Referring expression data:
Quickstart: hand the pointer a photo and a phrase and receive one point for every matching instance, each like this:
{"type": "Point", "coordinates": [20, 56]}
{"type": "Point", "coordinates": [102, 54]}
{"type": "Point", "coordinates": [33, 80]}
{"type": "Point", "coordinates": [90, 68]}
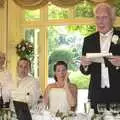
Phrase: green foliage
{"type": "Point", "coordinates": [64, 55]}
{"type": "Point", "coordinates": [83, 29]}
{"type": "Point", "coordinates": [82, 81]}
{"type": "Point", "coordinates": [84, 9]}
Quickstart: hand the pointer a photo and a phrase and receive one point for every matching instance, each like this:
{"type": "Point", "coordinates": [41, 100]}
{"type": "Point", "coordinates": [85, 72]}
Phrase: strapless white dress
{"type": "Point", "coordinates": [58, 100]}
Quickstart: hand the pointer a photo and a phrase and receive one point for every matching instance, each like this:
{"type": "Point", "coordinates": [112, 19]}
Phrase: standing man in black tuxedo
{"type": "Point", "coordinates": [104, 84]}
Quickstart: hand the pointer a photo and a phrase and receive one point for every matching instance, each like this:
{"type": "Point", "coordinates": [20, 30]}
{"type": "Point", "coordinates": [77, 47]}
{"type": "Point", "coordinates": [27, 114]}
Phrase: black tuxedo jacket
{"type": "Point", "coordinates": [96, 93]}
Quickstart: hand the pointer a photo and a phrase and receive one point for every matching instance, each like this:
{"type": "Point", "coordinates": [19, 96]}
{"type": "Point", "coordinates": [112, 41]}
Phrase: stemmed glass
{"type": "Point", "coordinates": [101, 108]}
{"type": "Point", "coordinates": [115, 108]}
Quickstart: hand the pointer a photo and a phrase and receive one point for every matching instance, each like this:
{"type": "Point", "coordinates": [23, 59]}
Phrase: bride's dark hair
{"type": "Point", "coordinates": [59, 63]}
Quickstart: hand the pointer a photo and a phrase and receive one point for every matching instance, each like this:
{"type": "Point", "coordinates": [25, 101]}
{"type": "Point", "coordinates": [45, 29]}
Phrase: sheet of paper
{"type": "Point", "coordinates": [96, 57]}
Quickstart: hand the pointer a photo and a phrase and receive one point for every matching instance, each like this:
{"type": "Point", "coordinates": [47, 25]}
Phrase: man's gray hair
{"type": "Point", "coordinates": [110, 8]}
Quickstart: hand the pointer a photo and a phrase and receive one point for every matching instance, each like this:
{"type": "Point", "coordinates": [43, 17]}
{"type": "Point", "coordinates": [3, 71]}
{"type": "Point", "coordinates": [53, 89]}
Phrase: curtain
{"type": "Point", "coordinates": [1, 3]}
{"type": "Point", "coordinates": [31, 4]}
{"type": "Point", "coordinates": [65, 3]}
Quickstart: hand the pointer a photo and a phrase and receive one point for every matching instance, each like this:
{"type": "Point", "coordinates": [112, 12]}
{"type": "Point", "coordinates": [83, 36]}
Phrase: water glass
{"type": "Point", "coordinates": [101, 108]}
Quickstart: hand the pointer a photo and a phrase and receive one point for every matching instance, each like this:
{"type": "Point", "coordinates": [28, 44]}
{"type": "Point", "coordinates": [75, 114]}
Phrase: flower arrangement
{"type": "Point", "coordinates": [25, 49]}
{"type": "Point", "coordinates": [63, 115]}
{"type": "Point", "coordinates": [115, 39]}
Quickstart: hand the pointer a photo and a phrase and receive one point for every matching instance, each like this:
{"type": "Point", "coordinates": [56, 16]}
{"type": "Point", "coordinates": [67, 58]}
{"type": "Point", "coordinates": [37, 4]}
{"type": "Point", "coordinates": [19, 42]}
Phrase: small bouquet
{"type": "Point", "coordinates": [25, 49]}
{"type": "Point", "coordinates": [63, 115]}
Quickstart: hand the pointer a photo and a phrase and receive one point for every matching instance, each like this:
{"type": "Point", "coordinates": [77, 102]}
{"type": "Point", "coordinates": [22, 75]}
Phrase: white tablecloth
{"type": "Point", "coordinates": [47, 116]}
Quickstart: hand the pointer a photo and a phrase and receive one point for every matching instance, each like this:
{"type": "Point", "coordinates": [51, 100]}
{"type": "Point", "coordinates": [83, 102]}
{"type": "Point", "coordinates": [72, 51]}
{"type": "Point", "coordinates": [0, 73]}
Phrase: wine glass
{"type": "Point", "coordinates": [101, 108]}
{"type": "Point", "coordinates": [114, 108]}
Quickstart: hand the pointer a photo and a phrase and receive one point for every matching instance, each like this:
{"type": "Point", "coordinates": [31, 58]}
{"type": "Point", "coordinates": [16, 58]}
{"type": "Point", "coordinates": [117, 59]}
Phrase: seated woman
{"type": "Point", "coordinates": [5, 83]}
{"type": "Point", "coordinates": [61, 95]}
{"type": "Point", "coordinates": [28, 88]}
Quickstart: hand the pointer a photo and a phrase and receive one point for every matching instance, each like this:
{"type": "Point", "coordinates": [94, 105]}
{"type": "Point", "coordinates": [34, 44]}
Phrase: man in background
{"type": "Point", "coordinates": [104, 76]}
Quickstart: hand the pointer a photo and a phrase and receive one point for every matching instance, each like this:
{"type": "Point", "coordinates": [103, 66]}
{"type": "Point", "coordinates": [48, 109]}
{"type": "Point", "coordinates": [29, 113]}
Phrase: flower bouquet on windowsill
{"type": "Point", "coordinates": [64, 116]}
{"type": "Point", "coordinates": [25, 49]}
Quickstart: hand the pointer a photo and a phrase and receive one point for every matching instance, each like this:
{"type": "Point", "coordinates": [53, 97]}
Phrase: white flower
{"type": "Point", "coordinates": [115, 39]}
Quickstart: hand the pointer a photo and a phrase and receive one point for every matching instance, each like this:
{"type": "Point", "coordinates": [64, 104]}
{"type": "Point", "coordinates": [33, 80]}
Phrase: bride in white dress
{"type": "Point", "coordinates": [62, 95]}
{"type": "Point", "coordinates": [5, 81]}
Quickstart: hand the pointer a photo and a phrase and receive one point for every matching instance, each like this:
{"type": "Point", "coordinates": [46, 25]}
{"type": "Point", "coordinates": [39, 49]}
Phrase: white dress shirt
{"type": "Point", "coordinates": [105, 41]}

**What is required**
Copy out every entry above verbatim. Leave each picture out.

**Solution to this task**
Quickstart: hand the pointer a photo and a phrase and receive one point for every matching instance, each like this:
{"type": "Point", "coordinates": [20, 56]}
{"type": "Point", "coordinates": [102, 54]}
{"type": "Point", "coordinates": [33, 80]}
{"type": "Point", "coordinates": [90, 68]}
Phrase: green foliage
{"type": "Point", "coordinates": [64, 55]}
{"type": "Point", "coordinates": [83, 29]}
{"type": "Point", "coordinates": [82, 81]}
{"type": "Point", "coordinates": [84, 9]}
Quickstart: hand the pointer a photo and a phrase and receive one point for every matching instance, each like this:
{"type": "Point", "coordinates": [41, 100]}
{"type": "Point", "coordinates": [85, 72]}
Phrase: strapless white dress
{"type": "Point", "coordinates": [58, 100]}
Quickstart: hand the pointer a photo and a phrase and receive one point for every matching instance, each like this:
{"type": "Point", "coordinates": [112, 19]}
Phrase: standing man in black tuxedo
{"type": "Point", "coordinates": [104, 84]}
Quickstart: hand the pointer a photo and a phrase and receive one point for every matching instance, each like this:
{"type": "Point", "coordinates": [20, 30]}
{"type": "Point", "coordinates": [77, 47]}
{"type": "Point", "coordinates": [27, 114]}
Phrase: black tuxedo jacket
{"type": "Point", "coordinates": [96, 93]}
Quickstart: hand the pointer a photo and a phrase and receive one point for every matching instance, each like this:
{"type": "Point", "coordinates": [19, 96]}
{"type": "Point", "coordinates": [112, 41]}
Phrase: stemmed glass
{"type": "Point", "coordinates": [101, 108]}
{"type": "Point", "coordinates": [115, 108]}
Quickstart: hand the pointer a photo and a phrase and receive one point for every matching instance, each like this:
{"type": "Point", "coordinates": [23, 59]}
Phrase: bride's dark hair
{"type": "Point", "coordinates": [59, 63]}
Quickstart: hand the pointer a photo and a phrase and receive one point for every matching instance, each like this:
{"type": "Point", "coordinates": [25, 101]}
{"type": "Point", "coordinates": [45, 29]}
Phrase: sheet of paper
{"type": "Point", "coordinates": [96, 57]}
Quickstart: hand the pointer a photo and a phrase and receive one point for every matching instance, each like this:
{"type": "Point", "coordinates": [47, 25]}
Phrase: man's gray hair
{"type": "Point", "coordinates": [110, 8]}
Quickstart: hand the pointer a photo and a phrase and receive one point for every matching instance, each like this:
{"type": "Point", "coordinates": [43, 17]}
{"type": "Point", "coordinates": [3, 71]}
{"type": "Point", "coordinates": [53, 89]}
Phrase: curtain
{"type": "Point", "coordinates": [1, 3]}
{"type": "Point", "coordinates": [31, 4]}
{"type": "Point", "coordinates": [65, 3]}
Quickstart: hand the pointer a photo and a phrase and receive one point for every matching instance, each like this:
{"type": "Point", "coordinates": [112, 12]}
{"type": "Point", "coordinates": [83, 36]}
Phrase: water glass
{"type": "Point", "coordinates": [101, 108]}
Quickstart: hand the pointer a photo and a phrase and receive one point for every matching instance, each like this:
{"type": "Point", "coordinates": [28, 44]}
{"type": "Point", "coordinates": [75, 114]}
Phrase: flower arrangement
{"type": "Point", "coordinates": [25, 49]}
{"type": "Point", "coordinates": [63, 115]}
{"type": "Point", "coordinates": [115, 39]}
Quickstart: hand the pointer a photo and a phrase and receive one point for every matching instance, each like this:
{"type": "Point", "coordinates": [56, 16]}
{"type": "Point", "coordinates": [67, 58]}
{"type": "Point", "coordinates": [37, 4]}
{"type": "Point", "coordinates": [19, 42]}
Phrase: small bouquet
{"type": "Point", "coordinates": [25, 49]}
{"type": "Point", "coordinates": [63, 115]}
Quickstart: hand the pointer a photo and a phrase and receive one point for every matching instance, each like this:
{"type": "Point", "coordinates": [77, 102]}
{"type": "Point", "coordinates": [22, 75]}
Phrase: white tablecloth
{"type": "Point", "coordinates": [47, 116]}
Quickstart: hand the pointer a photo and a phrase and receive one point for every matching instance, each like this:
{"type": "Point", "coordinates": [51, 100]}
{"type": "Point", "coordinates": [83, 102]}
{"type": "Point", "coordinates": [72, 51]}
{"type": "Point", "coordinates": [0, 73]}
Phrase: wine glass
{"type": "Point", "coordinates": [101, 108]}
{"type": "Point", "coordinates": [114, 108]}
Quickstart: hand the pointer a photo and a phrase and receive one point for every matching instance, each like this:
{"type": "Point", "coordinates": [31, 58]}
{"type": "Point", "coordinates": [16, 58]}
{"type": "Point", "coordinates": [117, 59]}
Phrase: seated woman
{"type": "Point", "coordinates": [5, 83]}
{"type": "Point", "coordinates": [61, 95]}
{"type": "Point", "coordinates": [28, 88]}
Quickstart: hand the pointer a photo and a phrase and receive one point for every matching instance, each like this:
{"type": "Point", "coordinates": [94, 105]}
{"type": "Point", "coordinates": [34, 44]}
Phrase: man in background
{"type": "Point", "coordinates": [104, 76]}
Quickstart: hand the pointer a photo and a phrase and receive one point for every matching instance, each like this:
{"type": "Point", "coordinates": [103, 66]}
{"type": "Point", "coordinates": [48, 109]}
{"type": "Point", "coordinates": [29, 113]}
Phrase: flower bouquet on windowsill
{"type": "Point", "coordinates": [64, 116]}
{"type": "Point", "coordinates": [25, 49]}
Quickstart: hand the pointer a photo and a phrase and receive one point for every matching instance, each like this:
{"type": "Point", "coordinates": [53, 97]}
Phrase: white flower
{"type": "Point", "coordinates": [115, 39]}
Quickstart: hand the pointer a photo and a phrase and receive one point for every matching instance, each like this:
{"type": "Point", "coordinates": [64, 104]}
{"type": "Point", "coordinates": [33, 80]}
Phrase: bride in white dress
{"type": "Point", "coordinates": [62, 95]}
{"type": "Point", "coordinates": [5, 81]}
Quickstart: hand the pointer a photo and a phrase and receive one point for every matching instance, each like this:
{"type": "Point", "coordinates": [46, 25]}
{"type": "Point", "coordinates": [39, 49]}
Phrase: white dress shirt
{"type": "Point", "coordinates": [105, 41]}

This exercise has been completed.